All entries below are to be returned exactly, with pictures left out.

*** Extracted information Section Begins ***

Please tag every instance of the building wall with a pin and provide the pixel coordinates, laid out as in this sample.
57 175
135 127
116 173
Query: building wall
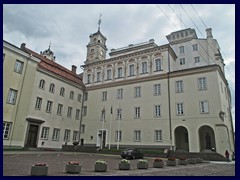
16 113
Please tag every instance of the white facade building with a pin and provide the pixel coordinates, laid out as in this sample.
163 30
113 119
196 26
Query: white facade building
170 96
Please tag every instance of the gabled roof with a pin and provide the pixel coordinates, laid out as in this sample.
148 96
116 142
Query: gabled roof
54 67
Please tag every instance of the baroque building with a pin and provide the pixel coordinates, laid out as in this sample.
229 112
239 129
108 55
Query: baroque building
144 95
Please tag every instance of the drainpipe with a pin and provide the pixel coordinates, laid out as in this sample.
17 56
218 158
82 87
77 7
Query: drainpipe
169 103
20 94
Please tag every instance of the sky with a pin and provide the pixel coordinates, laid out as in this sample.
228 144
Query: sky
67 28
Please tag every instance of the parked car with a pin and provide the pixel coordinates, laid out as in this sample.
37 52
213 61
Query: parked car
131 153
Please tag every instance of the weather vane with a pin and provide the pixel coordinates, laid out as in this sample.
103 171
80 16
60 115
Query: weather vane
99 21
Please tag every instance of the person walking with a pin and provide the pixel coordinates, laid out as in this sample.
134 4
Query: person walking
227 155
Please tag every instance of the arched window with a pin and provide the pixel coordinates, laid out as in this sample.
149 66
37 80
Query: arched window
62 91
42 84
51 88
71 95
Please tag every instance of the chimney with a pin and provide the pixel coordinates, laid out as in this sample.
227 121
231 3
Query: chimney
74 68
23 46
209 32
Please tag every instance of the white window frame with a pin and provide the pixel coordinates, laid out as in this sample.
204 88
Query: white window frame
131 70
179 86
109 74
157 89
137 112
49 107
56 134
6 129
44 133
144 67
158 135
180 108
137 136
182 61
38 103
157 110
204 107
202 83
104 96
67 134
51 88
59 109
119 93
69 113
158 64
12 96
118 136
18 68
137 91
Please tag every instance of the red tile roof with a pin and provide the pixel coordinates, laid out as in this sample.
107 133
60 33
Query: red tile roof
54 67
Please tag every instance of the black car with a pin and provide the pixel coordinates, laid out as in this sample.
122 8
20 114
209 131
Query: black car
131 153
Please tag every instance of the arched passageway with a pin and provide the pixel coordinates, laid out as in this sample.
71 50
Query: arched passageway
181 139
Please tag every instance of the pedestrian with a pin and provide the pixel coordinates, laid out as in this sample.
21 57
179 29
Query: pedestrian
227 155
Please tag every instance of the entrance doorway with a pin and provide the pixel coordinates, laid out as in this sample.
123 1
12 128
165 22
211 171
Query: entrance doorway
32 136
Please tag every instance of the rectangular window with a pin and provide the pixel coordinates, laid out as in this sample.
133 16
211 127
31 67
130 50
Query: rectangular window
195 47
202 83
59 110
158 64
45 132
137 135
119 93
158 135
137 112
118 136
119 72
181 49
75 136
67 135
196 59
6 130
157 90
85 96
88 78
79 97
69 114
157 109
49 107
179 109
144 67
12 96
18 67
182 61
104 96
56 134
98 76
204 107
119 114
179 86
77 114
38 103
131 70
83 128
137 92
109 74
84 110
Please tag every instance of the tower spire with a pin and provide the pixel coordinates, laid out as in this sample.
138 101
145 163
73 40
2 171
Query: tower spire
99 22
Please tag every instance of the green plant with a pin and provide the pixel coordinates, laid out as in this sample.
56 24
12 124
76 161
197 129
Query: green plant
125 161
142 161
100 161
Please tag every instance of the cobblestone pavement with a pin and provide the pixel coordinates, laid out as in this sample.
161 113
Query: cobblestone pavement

*** Extracted information Section Ends ***

Output below -
Please tag every instance of the building wall with a pin and provide the pixel coordinates, laid out as in this sample.
57 175
135 127
116 173
Query: building wall
16 113
Please tag every instance of the white facade building with a pin and provide the pixel coordinates, laid out as in this sample.
163 30
113 119
196 26
Query: white facade building
170 96
Please tag every instance of the gabled roof with a pin and provide the pixel coordinates, laid out as in this sample.
148 96
116 142
Query: gabled roof
54 67
Please tag every instance of the baroque building with a pin and provide the pixel coordinates, laid out as in this sample.
229 112
239 129
108 55
Query: baroque building
144 95
Please tag every instance of the drainpipe with a pin and provide the pixel coordinates, laid out as in this sample.
17 56
218 158
82 87
77 7
Query: drainpipe
169 103
20 94
Please tag every instance of the sky with a pin and provide the pixel coordinates, laid out as in this sample.
228 144
Query: sky
67 28
Please tag every instance of the parked car with a pin and provide the pixel coordinates, laid out as in this sample.
37 52
213 61
Query: parked car
131 153
Please tag every instance of the weather vane with a pin and provide the pixel coordinates, laid out as in this sample.
103 171
80 16
60 115
Query: weather vane
99 21
Please tag every instance of the person walking with a pin and provide the pixel coordinates, laid out as in this sample.
134 4
Query: person walking
227 155
Please tag every instance of the arched window with a pin and provide the pixel coordinates, laid out as in this sample.
149 66
37 80
Query: arched window
62 91
42 84
51 88
71 95
Please tag every instance of the chimney with a pin and provide the pixel coordinates, laid out as in this sample.
227 121
231 3
Query: chimney
74 68
23 46
209 32
Please tag every instance of the white window frame with a pin and provide the pixel coordinates, laid out as in this sample.
204 88
Query: white window frame
131 70
179 86
109 74
157 89
137 112
49 107
56 134
6 129
44 133
144 67
158 135
180 108
137 136
182 61
38 103
157 110
204 107
202 83
104 96
67 134
51 88
59 109
119 93
69 113
158 64
12 96
118 136
18 68
137 91
Please tag every instance of the red tile roof with a pin and provide the pixel coordinates, laid out as in this sample.
107 133
60 33
Query: red tile roof
54 67
Please tag every instance of the black car with a pin and provide the pixel coordinates, laid out as in this sample.
122 8
20 114
209 131
Query: black car
131 153
Please tag every instance of the arched passageway with a pin and provide the pixel coordinates, laid out as in this sample.
71 50
Query: arched passageway
181 139
Please tag every instance of the pedestrian with a pin and provide the pixel coordinates, laid out as in this sample.
21 57
179 29
Query: pedestrian
227 155
Please tag every instance of the entrance doorway with a pin and provide the pixel coordinates, laid out as in this sample.
123 1
12 128
165 22
211 171
Query: entrance doorway
32 136
Please tag every instance of the rectangular window with a pin and provide the pixel coordinates, laid out as in this sample.
133 16
211 127
31 67
130 50
Query: rectangular window
195 47
202 83
59 110
158 64
45 132
137 135
119 93
158 135
137 112
118 136
119 72
181 49
75 136
67 135
196 59
6 130
157 90
85 96
88 78
79 97
69 114
157 109
49 107
179 109
144 67
12 96
18 67
182 61
104 96
56 134
98 76
204 107
119 114
179 86
77 114
38 103
131 70
83 128
137 92
109 74
84 110
Please tag every instance of the tower spire with a pin and provide the pixel coordinates, laid out as in this sample.
138 101
145 163
73 40
2 171
Query: tower spire
99 22
Please tag every instance of the green plant with a pin and provide the pixel coordinates, laid out as in this sample.
56 24
12 124
76 161
197 129
Query: green plant
125 161
142 161
100 161
Please tag every instance of the cobblestone pavement with a pin and provide the pixel coordinates, laid out as in this sample.
161 113
Query: cobblestone pavement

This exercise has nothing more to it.